_Directions for this task:_ Below are the records. Reproduce the line that contains "Find lower lip." and every line after it to the end, exactly and alone.

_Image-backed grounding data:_
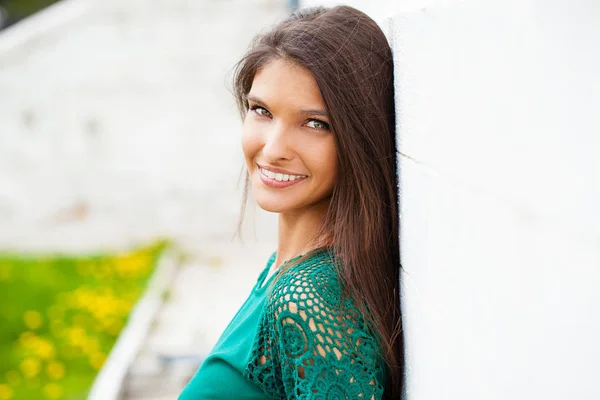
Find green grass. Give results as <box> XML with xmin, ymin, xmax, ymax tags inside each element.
<box><xmin>0</xmin><ymin>240</ymin><xmax>168</xmax><ymax>400</ymax></box>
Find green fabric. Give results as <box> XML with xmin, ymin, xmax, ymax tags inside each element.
<box><xmin>179</xmin><ymin>249</ymin><xmax>385</xmax><ymax>399</ymax></box>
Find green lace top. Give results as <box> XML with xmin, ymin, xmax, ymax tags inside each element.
<box><xmin>179</xmin><ymin>249</ymin><xmax>385</xmax><ymax>399</ymax></box>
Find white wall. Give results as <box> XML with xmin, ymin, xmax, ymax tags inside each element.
<box><xmin>390</xmin><ymin>0</ymin><xmax>600</xmax><ymax>398</ymax></box>
<box><xmin>0</xmin><ymin>0</ymin><xmax>280</xmax><ymax>253</ymax></box>
<box><xmin>300</xmin><ymin>0</ymin><xmax>462</xmax><ymax>28</ymax></box>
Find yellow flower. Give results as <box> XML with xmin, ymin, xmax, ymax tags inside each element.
<box><xmin>23</xmin><ymin>310</ymin><xmax>43</xmax><ymax>330</ymax></box>
<box><xmin>114</xmin><ymin>252</ymin><xmax>151</xmax><ymax>278</ymax></box>
<box><xmin>46</xmin><ymin>361</ymin><xmax>66</xmax><ymax>380</ymax></box>
<box><xmin>67</xmin><ymin>326</ymin><xmax>86</xmax><ymax>347</ymax></box>
<box><xmin>20</xmin><ymin>357</ymin><xmax>41</xmax><ymax>379</ymax></box>
<box><xmin>34</xmin><ymin>338</ymin><xmax>56</xmax><ymax>360</ymax></box>
<box><xmin>107</xmin><ymin>320</ymin><xmax>124</xmax><ymax>336</ymax></box>
<box><xmin>43</xmin><ymin>383</ymin><xmax>63</xmax><ymax>399</ymax></box>
<box><xmin>81</xmin><ymin>337</ymin><xmax>100</xmax><ymax>354</ymax></box>
<box><xmin>117</xmin><ymin>299</ymin><xmax>132</xmax><ymax>316</ymax></box>
<box><xmin>89</xmin><ymin>352</ymin><xmax>107</xmax><ymax>370</ymax></box>
<box><xmin>0</xmin><ymin>384</ymin><xmax>13</xmax><ymax>400</ymax></box>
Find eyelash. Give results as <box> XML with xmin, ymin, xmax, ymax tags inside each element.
<box><xmin>248</xmin><ymin>104</ymin><xmax>330</xmax><ymax>131</ymax></box>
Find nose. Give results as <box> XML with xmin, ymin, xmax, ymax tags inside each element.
<box><xmin>262</xmin><ymin>121</ymin><xmax>293</xmax><ymax>162</ymax></box>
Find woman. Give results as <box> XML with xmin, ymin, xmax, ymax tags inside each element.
<box><xmin>179</xmin><ymin>5</ymin><xmax>402</xmax><ymax>399</ymax></box>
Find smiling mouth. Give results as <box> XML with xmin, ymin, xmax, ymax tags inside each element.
<box><xmin>258</xmin><ymin>166</ymin><xmax>308</xmax><ymax>188</ymax></box>
<box><xmin>259</xmin><ymin>166</ymin><xmax>307</xmax><ymax>182</ymax></box>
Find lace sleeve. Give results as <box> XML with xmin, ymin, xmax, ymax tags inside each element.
<box><xmin>245</xmin><ymin>257</ymin><xmax>385</xmax><ymax>399</ymax></box>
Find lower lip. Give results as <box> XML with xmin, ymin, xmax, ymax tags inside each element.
<box><xmin>259</xmin><ymin>169</ymin><xmax>307</xmax><ymax>188</ymax></box>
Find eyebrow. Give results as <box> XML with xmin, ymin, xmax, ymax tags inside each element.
<box><xmin>246</xmin><ymin>94</ymin><xmax>329</xmax><ymax>118</ymax></box>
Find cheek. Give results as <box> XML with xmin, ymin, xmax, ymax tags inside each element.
<box><xmin>309</xmin><ymin>137</ymin><xmax>338</xmax><ymax>186</ymax></box>
<box><xmin>241</xmin><ymin>120</ymin><xmax>262</xmax><ymax>164</ymax></box>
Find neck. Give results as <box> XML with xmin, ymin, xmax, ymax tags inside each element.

_Result:_
Find lower lip. Give results as <box> XML with xmin, ymin, xmax, ymax tags inside each element.
<box><xmin>259</xmin><ymin>169</ymin><xmax>307</xmax><ymax>188</ymax></box>
Find eyebrow. Give results as <box> XML with xmin, ymin, xmax, ymax tags inside each element.
<box><xmin>246</xmin><ymin>94</ymin><xmax>329</xmax><ymax>118</ymax></box>
Find cheek. Give results as <box> XML with xmin, ymin, xmax, ymax tags inside each element.
<box><xmin>309</xmin><ymin>137</ymin><xmax>338</xmax><ymax>186</ymax></box>
<box><xmin>241</xmin><ymin>120</ymin><xmax>262</xmax><ymax>164</ymax></box>
Find neck. Give results as <box> XML with xmin, ymin, xmax, ymax tags inside each element.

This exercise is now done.